# Document segment
● ● ●

Why We Moved to Perl and Dumped PHP Last Year
Elongating the lifetime of the underlying stack
TODAY in IRC one recurring topic was Perl, the context being this malicious Microsoft proxy giving Perl money (after Perl had already outsourced way too much to Microsoft's GitHub). In the main channel, #techrights
, I explained that we had dragged on and on a serious technical debt problem. A lot of our work - or "content" as companies like to label people's hard work - was 'stuck' inside mountains of PHP code (content management systems) and the databases became as large as 10GB (only accessible using bloated software such as MariaDB or Oracle's MySQL).
We solved this by exporting the data using Perl (via SQL queries) and instead created a system using Perl. It's our own system and we extend it based on our needs, not some "one-size-fits-all" grand scheme a la Drupal and WordPress. We strongly encourage other sites to do the same if they value longevity and appreciate the merits of general simplicity (never pursue anything beyond the basics; it can become a maintenance overheard, source of bugs etc).
Linux is a cautionary tale in that regard and Rust will worsen things rather than address the issue of overflows. A lot of what we said in 2022 turned out to be true if not prophetic. But Rust is a story for another day, some other time...

● ● ●

# Collected data
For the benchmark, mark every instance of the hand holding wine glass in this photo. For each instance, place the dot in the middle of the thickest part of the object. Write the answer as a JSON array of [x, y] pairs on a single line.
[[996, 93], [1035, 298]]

● ● ●

# Tasks
(a) In the post on dropping PHP for Perl, how large did the databases become?
(b) Pick up the post on dropping PHP for Perl after its last sentence and keep writing it.

# Results for each task
(a) As large as 10GB.

(b)
Perl is an old language and our choice of it wasn't made based on hype or fashionable trends. In the word of an associate, Perl is the go-to tool for many things. Python may have the backing of Microsoft and others, and thus more progress in the libraries/modules these days, but the core language is far better with Perl. It's in the lead for regex and is easy to write clearly understood code. Unfortunately the whisper campaign against it points out that one can write poorly understood code too easily as well.
It is up to the programmer, according to this associate. "There is / was also the problem that as Perl peaked, it was the trend to show off and write as intricate and complex systems as you could. It was showing off rather than the intentional obfuscation you get nowadays with systemd."
For a number of years we ran on Alpine Linux, i.e. no systemd. But sadly it has become increasingly hard to run some particular software on operating systems which lack systemd (and GNU, by default).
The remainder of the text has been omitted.